====== RECORD LIST ======

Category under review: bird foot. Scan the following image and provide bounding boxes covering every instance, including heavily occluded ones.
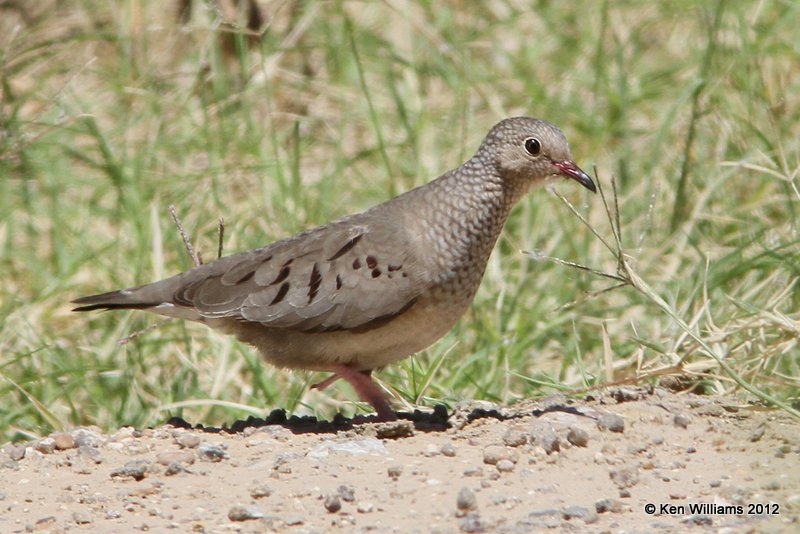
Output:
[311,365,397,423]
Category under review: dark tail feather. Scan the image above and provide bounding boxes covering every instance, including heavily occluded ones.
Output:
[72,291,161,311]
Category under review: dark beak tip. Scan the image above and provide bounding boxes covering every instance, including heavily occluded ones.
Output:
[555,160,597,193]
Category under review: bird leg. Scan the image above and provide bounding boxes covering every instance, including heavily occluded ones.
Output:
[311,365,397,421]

======

GOAL:
Copy all of the records above word for word, omitting the pictures.

EXERCISE RESPONSE:
Category under review: bird foot. Scan the following image and provide bounding boxes covering every instance, including heavily occluded ones.
Output:
[311,365,397,423]
Category under review: dark tail feather. Scan the image above and provide bounding boxes covering every instance, including heavily occluded ones.
Output:
[72,291,161,311]
Category under review: dark beak tip. Scan the image above and provide bounding boxes covering every instance, including heavily occluded ones.
Output:
[555,160,597,193]
Category under review: bird leg. Scan the image above and provide bounding boxes covering every instance, including heavily occluded ones.
Output:
[311,365,397,421]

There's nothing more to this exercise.